Brano citato →
# Inghilterra è mio!



## 昴流

Salve! 
Allora, mi servirebbe di sapere la traduzione per la frase che ho scritto nel titolo..anche se può sembrare strana ^^' Io ho provato a tradurla come "Angleterre c'est le mien", pensate che sia giusta? Grazie in anticipo!!


----------



## matoupaschat

Sì, è giusto . 
Altra possibilità : "Angleterre c'est à moi" o "Angleterre est à moi" . Sempre strana, senza articolo ...
Ciao


----------



## ermannoitaly

Bonjour
...da non confondere con la famosa frase* :
à ne pas mélanger avec le cliché / une très connue phrase :
"L'état, c'est moi."
----
Ciao
-----
P.S. : *anche se sono convinto che gran parte degli italiani non incorrerà in tale errore.


----------



## ermannoitaly

Buongiorno 
"l'Inghilterra è mio" .
A completamento della mia "mail" precedente in cui mi riferisco alla
frase celebre "l'état, c'est moi", vorrei aggiungere che:
c'è da segnalare/correggere un errore di battitura del testo (mi sembra lampante.)
Non vedo come si possa esprimere questo concetto in italiano se non
trasformando la frase e cioè : l'Inghilterra è mia.
Saluti


----------



## matoupaschat

Beh, anch'io me lo chiedevo, ma aspettavo, e sempre aspetto, che *昴流* ce ne spiegasse il perché e il percome ...


----------



## patrovytt

Se ipotizziamo che "Inghilterra" sia il nome di un monte o, che so, di un vascello appena conquistato allora potrebbe avere un senso.
Ma aspettiamo l'intervento dell'autore del post...


----------



## Tuttuna

Mi permetto di fare una piccola correzione:



昴流 said:


> Salve!
> Allora, mi servirebbe di sapere la traduzione per la frase che ho scritto nel titolo..anche se può sembrare strana ^^' Io ho provato a tradurla come "Angleterre c'est le mien", pensate che sia giusta? Grazie in anticipo!!


 
e poi, mi chiedevo: ma se è vero ciò che è stato scritto qui sopra, e cioè che dovremmo dire "l'Inghilterra è mia", perchè non anche "Angleterre c'est l*a *mien*ne*"?

Grazie della risposta in anticipo.

Bye!


----------



## vale_new

Ciao!

Contesto? Penso che aiuterebbe in questo caso.... sembra proprio una frase di stampo napoleonico


----------

Record del dataset
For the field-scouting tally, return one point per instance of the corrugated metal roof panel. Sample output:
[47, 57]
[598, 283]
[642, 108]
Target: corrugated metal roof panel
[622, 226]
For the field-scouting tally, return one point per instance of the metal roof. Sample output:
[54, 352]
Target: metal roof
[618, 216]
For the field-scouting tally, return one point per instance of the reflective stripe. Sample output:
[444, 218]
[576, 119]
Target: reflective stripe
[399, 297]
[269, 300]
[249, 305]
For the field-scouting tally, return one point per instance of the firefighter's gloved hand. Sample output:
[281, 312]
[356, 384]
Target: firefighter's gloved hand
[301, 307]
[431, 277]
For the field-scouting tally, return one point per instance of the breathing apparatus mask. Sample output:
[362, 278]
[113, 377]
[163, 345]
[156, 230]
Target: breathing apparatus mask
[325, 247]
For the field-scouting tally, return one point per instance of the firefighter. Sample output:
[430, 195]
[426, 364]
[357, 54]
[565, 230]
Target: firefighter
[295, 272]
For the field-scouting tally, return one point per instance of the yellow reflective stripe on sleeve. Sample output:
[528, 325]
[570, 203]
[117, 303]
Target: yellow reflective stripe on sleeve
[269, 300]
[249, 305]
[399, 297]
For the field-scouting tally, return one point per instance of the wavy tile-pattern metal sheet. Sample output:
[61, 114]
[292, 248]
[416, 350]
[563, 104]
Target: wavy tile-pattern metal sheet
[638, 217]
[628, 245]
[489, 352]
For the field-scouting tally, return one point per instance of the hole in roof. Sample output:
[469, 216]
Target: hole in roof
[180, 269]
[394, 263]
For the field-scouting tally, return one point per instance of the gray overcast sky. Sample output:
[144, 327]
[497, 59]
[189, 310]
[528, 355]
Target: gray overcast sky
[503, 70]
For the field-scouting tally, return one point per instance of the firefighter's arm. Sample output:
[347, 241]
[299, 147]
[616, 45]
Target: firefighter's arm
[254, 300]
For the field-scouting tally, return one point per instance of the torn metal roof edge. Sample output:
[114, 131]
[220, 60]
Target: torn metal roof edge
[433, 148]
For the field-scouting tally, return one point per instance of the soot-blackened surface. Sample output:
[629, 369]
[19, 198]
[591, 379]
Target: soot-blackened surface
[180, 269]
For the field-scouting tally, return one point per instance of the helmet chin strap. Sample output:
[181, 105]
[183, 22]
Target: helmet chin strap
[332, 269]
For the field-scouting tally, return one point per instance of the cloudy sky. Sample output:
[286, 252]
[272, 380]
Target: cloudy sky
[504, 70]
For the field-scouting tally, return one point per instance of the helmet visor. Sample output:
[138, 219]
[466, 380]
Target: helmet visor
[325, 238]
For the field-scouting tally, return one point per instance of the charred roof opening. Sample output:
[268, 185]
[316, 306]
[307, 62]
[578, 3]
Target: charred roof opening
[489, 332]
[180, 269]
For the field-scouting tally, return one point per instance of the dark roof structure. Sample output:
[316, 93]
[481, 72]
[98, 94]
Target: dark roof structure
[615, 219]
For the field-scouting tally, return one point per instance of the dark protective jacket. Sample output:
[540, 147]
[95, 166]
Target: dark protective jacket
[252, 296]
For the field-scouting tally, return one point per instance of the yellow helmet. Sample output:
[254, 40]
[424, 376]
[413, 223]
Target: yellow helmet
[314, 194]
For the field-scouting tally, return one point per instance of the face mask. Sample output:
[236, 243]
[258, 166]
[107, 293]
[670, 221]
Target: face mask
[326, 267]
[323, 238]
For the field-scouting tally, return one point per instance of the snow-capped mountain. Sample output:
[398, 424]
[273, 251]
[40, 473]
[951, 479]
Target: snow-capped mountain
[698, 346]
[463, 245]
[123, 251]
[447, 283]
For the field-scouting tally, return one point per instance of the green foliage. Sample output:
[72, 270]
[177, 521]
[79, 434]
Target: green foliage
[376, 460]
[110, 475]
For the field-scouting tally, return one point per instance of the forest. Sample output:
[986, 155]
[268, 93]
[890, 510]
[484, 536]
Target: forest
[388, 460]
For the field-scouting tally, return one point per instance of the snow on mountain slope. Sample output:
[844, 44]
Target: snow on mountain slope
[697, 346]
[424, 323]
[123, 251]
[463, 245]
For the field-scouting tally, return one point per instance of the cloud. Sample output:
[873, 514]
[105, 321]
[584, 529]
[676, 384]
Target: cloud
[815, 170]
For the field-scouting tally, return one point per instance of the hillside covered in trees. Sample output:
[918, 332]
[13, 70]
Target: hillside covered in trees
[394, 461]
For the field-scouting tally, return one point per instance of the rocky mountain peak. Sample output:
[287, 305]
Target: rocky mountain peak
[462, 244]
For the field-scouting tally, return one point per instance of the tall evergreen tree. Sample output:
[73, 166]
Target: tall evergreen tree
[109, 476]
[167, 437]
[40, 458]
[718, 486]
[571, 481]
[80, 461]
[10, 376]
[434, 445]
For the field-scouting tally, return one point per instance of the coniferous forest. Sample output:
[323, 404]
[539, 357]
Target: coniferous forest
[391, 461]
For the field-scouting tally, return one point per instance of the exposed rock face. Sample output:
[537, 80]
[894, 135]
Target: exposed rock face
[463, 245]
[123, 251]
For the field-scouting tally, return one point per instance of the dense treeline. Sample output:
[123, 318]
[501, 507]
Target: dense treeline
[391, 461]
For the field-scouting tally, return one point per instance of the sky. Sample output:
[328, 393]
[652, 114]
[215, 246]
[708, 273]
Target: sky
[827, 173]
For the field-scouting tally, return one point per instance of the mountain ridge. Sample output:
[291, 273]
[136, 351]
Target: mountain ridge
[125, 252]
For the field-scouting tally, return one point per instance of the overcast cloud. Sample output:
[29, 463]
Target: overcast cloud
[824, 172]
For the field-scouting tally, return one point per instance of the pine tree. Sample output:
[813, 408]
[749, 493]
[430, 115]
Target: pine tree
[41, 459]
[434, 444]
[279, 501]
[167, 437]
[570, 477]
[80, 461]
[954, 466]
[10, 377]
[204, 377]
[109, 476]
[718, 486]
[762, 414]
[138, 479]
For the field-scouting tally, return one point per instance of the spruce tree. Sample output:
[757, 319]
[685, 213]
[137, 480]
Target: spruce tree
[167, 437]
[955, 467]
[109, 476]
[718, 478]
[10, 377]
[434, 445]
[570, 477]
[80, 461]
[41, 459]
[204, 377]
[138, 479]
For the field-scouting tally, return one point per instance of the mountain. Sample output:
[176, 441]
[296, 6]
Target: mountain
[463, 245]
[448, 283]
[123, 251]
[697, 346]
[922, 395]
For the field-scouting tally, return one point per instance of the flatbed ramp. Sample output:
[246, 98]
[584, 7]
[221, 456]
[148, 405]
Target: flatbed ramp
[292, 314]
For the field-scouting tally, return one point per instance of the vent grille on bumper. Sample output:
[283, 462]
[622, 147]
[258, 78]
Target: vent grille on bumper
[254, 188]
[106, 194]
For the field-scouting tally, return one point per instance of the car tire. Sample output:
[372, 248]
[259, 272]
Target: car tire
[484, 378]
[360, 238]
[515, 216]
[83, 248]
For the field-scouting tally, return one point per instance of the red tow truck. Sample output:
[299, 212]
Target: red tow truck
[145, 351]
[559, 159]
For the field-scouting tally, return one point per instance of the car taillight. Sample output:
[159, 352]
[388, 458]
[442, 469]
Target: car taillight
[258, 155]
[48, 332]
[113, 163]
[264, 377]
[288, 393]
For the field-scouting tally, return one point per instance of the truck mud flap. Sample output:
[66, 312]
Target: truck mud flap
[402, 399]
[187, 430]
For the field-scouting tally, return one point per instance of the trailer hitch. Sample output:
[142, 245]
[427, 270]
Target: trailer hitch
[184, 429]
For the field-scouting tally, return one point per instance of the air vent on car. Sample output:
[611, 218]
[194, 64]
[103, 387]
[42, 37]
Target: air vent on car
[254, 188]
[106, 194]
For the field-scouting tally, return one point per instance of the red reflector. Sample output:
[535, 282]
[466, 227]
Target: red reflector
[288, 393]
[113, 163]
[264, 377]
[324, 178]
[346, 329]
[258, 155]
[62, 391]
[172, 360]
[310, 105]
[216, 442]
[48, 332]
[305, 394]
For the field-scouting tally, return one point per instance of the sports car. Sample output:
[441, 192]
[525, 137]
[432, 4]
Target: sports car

Elenco compiti →
A – Riassumi in due frasi la discussione sulla traduzione in francese di «Inghilterra è mio!».
B – Ricopia parola per parola il tratto dei record che va dalla riga contenente "the red reflector." fino alla fine dei record, estremi inclusi.
Il brano e i record sono materiali distinti e indipendenti tra loro.

Soluzioni →
A – Un utente chiede come tradurre in francese la frase «Inghilterra è mio!» e propone «Angleterre c'est le mien», che un altro conferma come giusta, suggerendo anche «Angleterre c'est à moi» o «Angleterre est à moi». Altri osservano che in italiano la frase corretta sarebbe «l'Inghilterra è mia», si domandano perché allora non «Angleterre c'est la mienne» e chiedono il contesto.

B –
For the field-scouting tally, return one point per instance of the red reflector. Sample output:
[535, 282]
[466, 227]
Target: red reflector
[288, 393]
[113, 163]
[264, 377]
[324, 178]
[346, 329]
[258, 155]
[62, 391]
[172, 360]
[310, 105]
[216, 442]
[48, 332]
[305, 394]
For the field-scouting tally, return one point per instance of the sports car. Sample output:
[441, 192]
[525, 137]
[432, 4]
Target: sports car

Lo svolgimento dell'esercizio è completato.